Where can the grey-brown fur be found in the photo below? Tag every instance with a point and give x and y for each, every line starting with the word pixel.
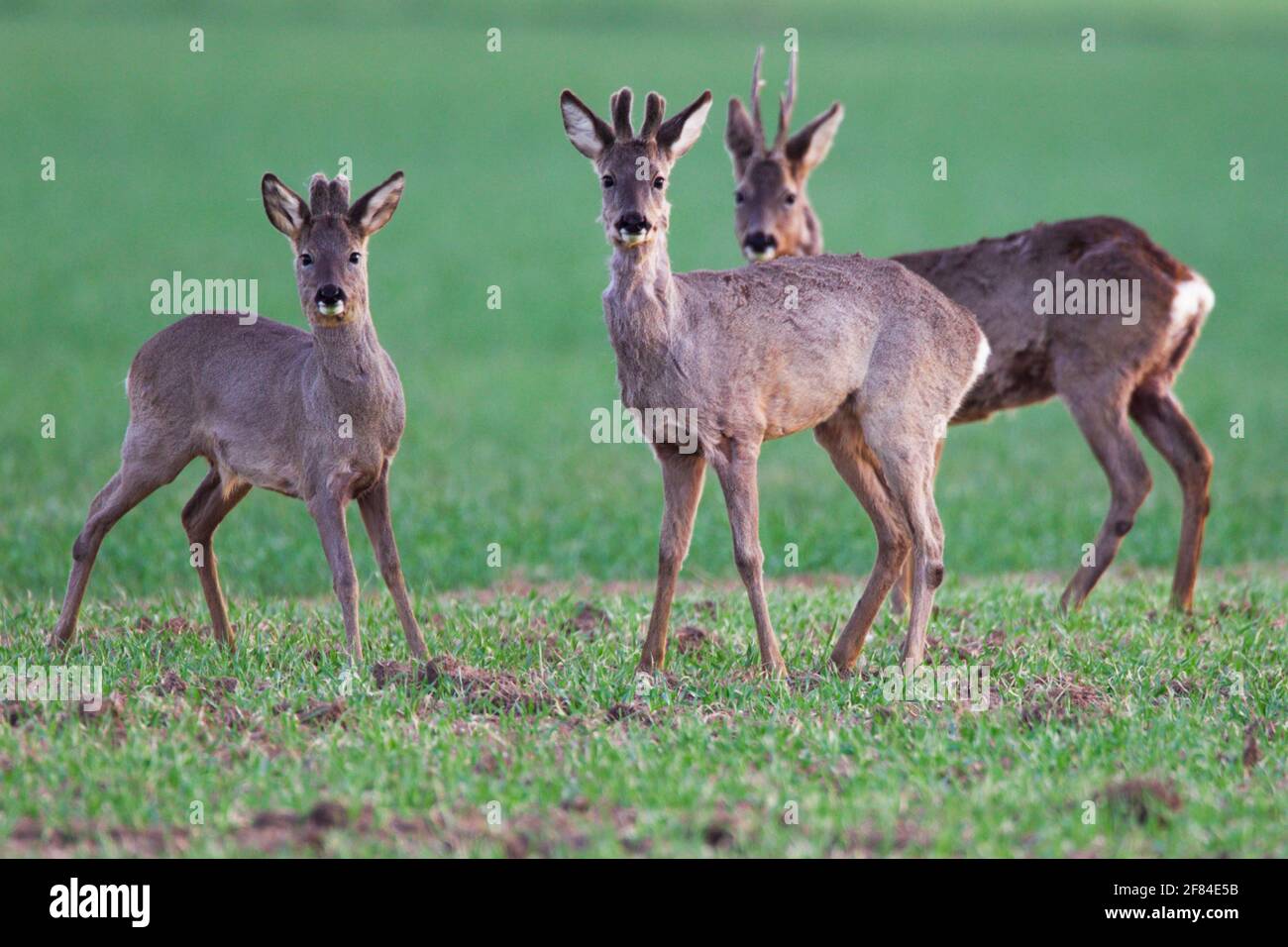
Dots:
pixel 1100 368
pixel 871 357
pixel 266 405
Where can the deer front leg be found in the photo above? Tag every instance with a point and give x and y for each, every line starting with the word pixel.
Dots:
pixel 374 506
pixel 201 517
pixel 329 513
pixel 737 472
pixel 682 489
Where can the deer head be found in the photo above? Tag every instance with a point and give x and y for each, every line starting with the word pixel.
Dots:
pixel 329 237
pixel 632 169
pixel 772 214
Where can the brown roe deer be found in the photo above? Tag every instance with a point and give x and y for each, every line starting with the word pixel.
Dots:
pixel 312 415
pixel 871 357
pixel 1106 368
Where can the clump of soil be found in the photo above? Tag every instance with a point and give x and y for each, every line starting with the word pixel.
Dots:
pixel 1252 754
pixel 489 689
pixel 691 639
pixel 630 711
pixel 321 712
pixel 1060 698
pixel 171 684
pixel 589 620
pixel 1141 800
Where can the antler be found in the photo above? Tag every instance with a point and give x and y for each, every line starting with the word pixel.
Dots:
pixel 621 110
pixel 655 107
pixel 786 101
pixel 755 98
pixel 329 196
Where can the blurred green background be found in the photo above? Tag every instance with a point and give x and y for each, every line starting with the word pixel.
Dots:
pixel 160 151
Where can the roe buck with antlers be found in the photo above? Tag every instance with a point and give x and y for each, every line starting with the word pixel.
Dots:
pixel 312 415
pixel 1106 368
pixel 871 357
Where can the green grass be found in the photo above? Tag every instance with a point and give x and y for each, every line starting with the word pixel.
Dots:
pixel 706 762
pixel 159 154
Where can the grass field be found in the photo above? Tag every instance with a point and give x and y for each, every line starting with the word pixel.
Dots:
pixel 159 155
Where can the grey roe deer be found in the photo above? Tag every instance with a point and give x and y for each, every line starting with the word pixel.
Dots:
pixel 312 415
pixel 871 357
pixel 1104 368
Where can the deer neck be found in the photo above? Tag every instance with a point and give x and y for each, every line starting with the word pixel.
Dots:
pixel 639 303
pixel 349 355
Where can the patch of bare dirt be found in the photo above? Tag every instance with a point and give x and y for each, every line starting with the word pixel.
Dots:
pixel 1060 698
pixel 1141 800
pixel 691 639
pixel 636 711
pixel 327 822
pixel 589 621
pixel 496 690
pixel 322 712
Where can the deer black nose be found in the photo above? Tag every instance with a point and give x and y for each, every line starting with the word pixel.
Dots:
pixel 634 223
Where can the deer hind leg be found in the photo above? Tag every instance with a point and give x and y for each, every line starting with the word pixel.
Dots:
pixel 128 487
pixel 1155 410
pixel 902 591
pixel 682 489
pixel 842 440
pixel 737 474
pixel 201 517
pixel 1104 424
pixel 909 474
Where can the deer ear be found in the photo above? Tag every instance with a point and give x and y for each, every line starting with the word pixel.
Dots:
pixel 739 137
pixel 682 131
pixel 809 146
pixel 587 131
pixel 284 209
pixel 373 210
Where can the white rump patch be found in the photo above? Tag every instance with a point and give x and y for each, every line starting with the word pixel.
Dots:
pixel 982 355
pixel 1193 299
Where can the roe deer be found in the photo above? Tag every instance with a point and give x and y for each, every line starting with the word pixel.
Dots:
pixel 312 415
pixel 871 357
pixel 1103 368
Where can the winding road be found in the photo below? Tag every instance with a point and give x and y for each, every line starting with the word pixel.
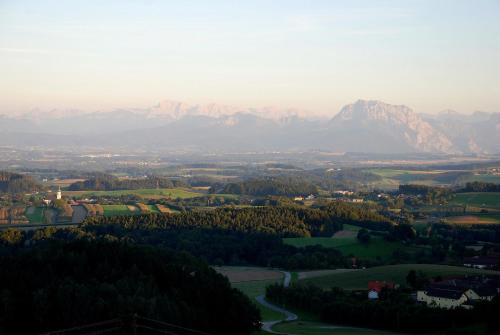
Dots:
pixel 289 316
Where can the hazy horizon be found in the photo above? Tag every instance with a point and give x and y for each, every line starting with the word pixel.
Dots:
pixel 93 56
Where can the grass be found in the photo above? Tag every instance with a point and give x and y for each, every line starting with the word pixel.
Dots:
pixel 473 219
pixel 113 210
pixel 478 199
pixel 35 214
pixel 153 209
pixel 145 193
pixel 358 280
pixel 319 328
pixel 255 288
pixel 377 248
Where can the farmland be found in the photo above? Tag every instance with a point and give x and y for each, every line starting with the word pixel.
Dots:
pixel 154 193
pixel 112 210
pixel 347 243
pixel 319 328
pixel 253 282
pixel 35 214
pixel 476 199
pixel 358 280
pixel 473 219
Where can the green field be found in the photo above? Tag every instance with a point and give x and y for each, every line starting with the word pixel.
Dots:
pixel 153 209
pixel 145 193
pixel 255 288
pixel 319 328
pixel 35 214
pixel 358 280
pixel 114 210
pixel 376 248
pixel 478 199
pixel 487 178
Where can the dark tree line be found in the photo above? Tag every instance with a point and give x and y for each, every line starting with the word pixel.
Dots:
pixel 282 221
pixel 478 186
pixel 105 182
pixel 56 285
pixel 286 186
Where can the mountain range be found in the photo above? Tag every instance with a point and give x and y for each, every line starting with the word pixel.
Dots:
pixel 363 126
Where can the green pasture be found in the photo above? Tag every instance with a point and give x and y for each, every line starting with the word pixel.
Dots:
pixel 320 328
pixel 358 280
pixel 255 288
pixel 114 210
pixel 477 199
pixel 375 249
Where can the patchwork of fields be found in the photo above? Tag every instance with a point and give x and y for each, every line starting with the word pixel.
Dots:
pixel 253 281
pixel 145 193
pixel 476 199
pixel 358 279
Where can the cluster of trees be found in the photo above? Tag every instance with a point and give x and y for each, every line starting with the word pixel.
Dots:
pixel 17 183
pixel 362 216
pixel 282 221
pixel 478 186
pixel 106 182
pixel 286 186
pixel 465 234
pixel 394 310
pixel 56 285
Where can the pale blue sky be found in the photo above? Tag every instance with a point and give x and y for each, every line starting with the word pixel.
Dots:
pixel 318 55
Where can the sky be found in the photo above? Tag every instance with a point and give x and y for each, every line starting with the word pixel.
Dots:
pixel 313 55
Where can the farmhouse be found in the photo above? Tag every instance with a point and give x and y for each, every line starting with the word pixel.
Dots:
pixel 482 262
pixel 375 287
pixel 445 297
pixel 464 292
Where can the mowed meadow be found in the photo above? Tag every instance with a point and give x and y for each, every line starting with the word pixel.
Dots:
pixel 347 243
pixel 145 193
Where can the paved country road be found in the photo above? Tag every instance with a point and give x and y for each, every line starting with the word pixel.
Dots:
pixel 289 316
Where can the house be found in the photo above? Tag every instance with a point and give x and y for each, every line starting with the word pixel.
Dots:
pixel 482 262
pixel 462 292
pixel 445 297
pixel 376 286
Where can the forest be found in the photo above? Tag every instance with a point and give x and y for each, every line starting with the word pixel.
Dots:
pixel 54 285
pixel 478 186
pixel 394 311
pixel 105 182
pixel 15 183
pixel 285 186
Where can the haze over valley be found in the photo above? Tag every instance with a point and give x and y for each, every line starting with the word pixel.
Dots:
pixel 364 126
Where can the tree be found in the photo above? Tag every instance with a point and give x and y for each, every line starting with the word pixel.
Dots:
pixel 364 236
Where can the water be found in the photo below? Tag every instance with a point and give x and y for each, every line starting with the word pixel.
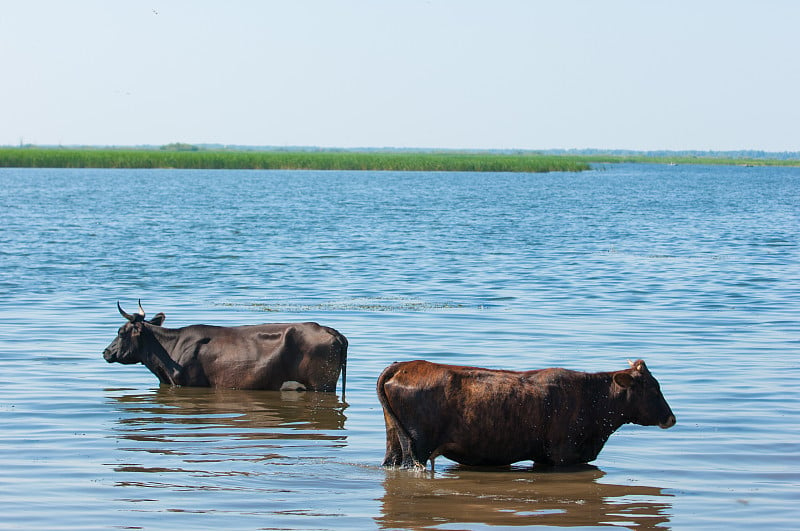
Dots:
pixel 695 269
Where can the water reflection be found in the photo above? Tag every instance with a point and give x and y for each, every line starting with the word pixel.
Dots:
pixel 517 497
pixel 221 432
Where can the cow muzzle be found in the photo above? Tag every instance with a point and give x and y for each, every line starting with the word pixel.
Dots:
pixel 109 356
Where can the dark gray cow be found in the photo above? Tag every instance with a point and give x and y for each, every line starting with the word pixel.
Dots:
pixel 480 416
pixel 264 356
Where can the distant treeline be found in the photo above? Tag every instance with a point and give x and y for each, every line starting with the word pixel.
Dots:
pixel 189 156
pixel 267 160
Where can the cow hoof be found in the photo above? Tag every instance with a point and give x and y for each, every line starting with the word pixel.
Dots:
pixel 292 386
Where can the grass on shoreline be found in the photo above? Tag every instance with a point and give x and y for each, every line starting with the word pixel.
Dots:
pixel 268 160
pixel 30 157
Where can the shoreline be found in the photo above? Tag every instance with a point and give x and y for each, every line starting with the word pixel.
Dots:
pixel 528 162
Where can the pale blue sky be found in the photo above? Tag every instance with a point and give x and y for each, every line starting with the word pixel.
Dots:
pixel 644 74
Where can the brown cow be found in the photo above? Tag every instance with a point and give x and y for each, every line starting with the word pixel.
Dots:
pixel 490 417
pixel 245 357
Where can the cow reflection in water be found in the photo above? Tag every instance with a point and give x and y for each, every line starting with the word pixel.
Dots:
pixel 518 497
pixel 202 425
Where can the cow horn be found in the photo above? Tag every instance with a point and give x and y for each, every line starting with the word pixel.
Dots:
pixel 122 312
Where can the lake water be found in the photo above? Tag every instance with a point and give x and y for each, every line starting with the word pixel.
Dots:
pixel 695 269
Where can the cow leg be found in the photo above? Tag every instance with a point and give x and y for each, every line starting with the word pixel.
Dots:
pixel 394 452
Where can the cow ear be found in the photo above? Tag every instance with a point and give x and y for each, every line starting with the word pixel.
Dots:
pixel 623 379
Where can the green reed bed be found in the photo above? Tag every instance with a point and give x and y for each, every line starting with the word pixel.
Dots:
pixel 311 160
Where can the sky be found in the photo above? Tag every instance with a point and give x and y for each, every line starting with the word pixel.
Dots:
pixel 461 74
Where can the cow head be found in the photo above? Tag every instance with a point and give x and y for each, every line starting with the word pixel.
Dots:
pixel 642 394
pixel 127 347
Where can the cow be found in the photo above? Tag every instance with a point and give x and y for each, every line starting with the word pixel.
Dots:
pixel 264 356
pixel 485 417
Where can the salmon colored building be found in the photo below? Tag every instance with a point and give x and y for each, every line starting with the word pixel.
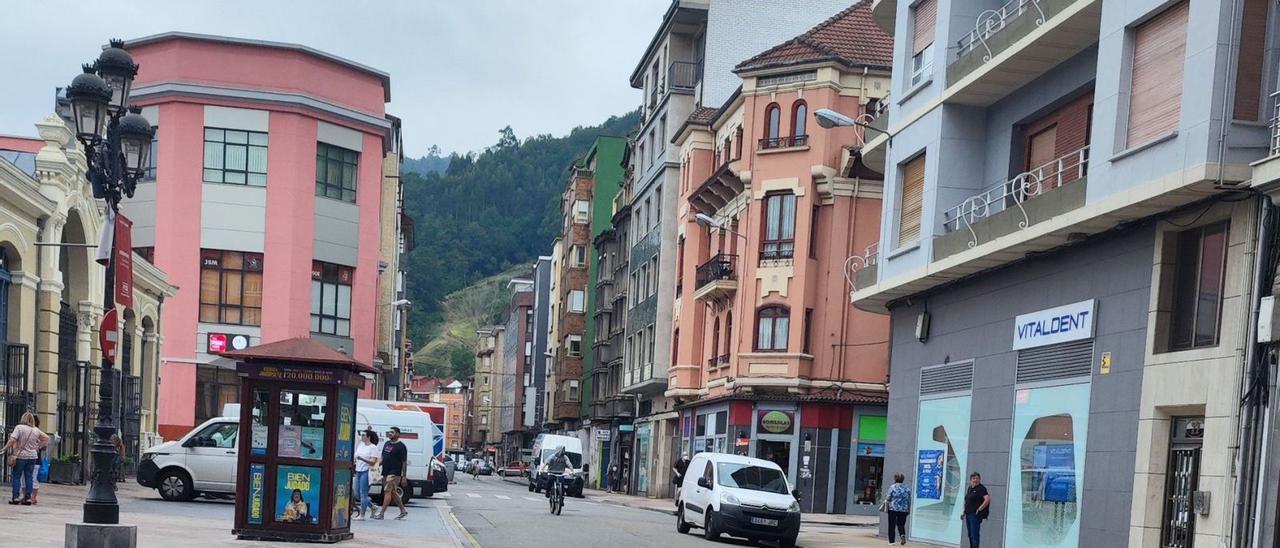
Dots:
pixel 769 357
pixel 264 205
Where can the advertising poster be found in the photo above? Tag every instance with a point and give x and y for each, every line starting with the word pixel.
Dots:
pixel 342 498
pixel 297 494
pixel 256 483
pixel 312 443
pixel 346 427
pixel 928 474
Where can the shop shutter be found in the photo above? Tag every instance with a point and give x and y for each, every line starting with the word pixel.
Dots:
pixel 924 18
pixel 946 378
pixel 1055 361
pixel 913 201
pixel 1156 90
pixel 1248 71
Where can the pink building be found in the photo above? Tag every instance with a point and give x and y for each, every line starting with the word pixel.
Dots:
pixel 265 205
pixel 769 357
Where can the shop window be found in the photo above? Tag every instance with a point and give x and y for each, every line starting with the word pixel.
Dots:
pixel 1046 466
pixel 231 287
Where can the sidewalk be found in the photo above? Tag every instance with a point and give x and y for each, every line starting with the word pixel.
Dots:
pixel 668 506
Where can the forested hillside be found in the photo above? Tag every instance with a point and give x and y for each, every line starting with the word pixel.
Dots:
pixel 487 213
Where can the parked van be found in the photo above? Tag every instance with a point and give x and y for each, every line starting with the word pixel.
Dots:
pixel 740 497
pixel 545 447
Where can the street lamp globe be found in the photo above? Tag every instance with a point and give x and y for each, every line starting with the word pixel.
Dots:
pixel 135 142
pixel 90 96
pixel 118 69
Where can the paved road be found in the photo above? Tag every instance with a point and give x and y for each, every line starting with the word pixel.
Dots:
pixel 501 514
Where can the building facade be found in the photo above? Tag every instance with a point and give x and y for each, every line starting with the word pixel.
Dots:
pixel 269 174
pixel 1069 266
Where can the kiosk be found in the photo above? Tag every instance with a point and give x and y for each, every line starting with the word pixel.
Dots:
pixel 297 429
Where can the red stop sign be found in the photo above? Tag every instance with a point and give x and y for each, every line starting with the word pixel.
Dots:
pixel 109 334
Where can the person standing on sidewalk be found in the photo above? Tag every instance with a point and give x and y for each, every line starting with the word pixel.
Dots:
pixel 366 456
pixel 977 506
pixel 22 453
pixel 897 502
pixel 394 460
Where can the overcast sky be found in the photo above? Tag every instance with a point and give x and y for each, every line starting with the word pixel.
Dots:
pixel 461 69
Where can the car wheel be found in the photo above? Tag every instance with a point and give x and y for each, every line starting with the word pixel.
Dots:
pixel 681 525
pixel 711 530
pixel 176 485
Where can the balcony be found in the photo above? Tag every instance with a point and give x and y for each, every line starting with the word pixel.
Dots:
pixel 1015 44
pixel 717 191
pixel 784 142
pixel 1015 204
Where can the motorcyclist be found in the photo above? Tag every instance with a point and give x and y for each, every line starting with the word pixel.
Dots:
pixel 556 469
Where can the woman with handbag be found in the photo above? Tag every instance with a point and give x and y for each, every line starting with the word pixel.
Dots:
pixel 22 455
pixel 897 503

◆ **Task to complete**:
A single figure, the number of lines above with the word "grey", is the whole answer.

◆ **Answer to the problem**:
2